▸ **目的**: 以下の記録の全行について、「weathered headstone」という名称をすべて「old gravestone」に改め、それ以外は一切変えずに書き直してください。

[データセット項目]
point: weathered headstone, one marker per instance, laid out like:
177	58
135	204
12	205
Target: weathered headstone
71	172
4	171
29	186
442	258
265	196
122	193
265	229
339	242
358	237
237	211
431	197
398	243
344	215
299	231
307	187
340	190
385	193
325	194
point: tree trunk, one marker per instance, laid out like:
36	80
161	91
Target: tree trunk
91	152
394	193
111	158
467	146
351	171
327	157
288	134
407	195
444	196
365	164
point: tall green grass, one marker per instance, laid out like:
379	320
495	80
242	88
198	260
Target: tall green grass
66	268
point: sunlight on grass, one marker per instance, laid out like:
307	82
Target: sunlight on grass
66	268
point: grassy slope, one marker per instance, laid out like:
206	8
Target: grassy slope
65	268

▸ **回答**:
point: old gravestone, one marker per instance, laid out like:
177	58
135	204
12	205
Target: old gravestone
71	172
4	171
29	186
442	258
265	196
122	193
265	229
339	242
358	237
237	211
431	197
398	243
344	215
299	231
307	187
340	190
385	193
325	194
point: tree trunk, one marker per instance, laid out like:
36	80
161	91
Target: tree trunk
91	152
394	193
111	158
467	146
351	171
327	157
288	134
407	195
444	196
365	164
point: tall green grass, one marker per instance, laid out like:
379	320
495	80
242	88
198	260
Target: tall green grass
66	268
point: sunlight on grass, one marker per instance, laid out like:
307	82
Target: sunlight on grass
66	268
point: grassy slope, one marker per instance, laid out like:
206	8
Target: grassy slope
65	268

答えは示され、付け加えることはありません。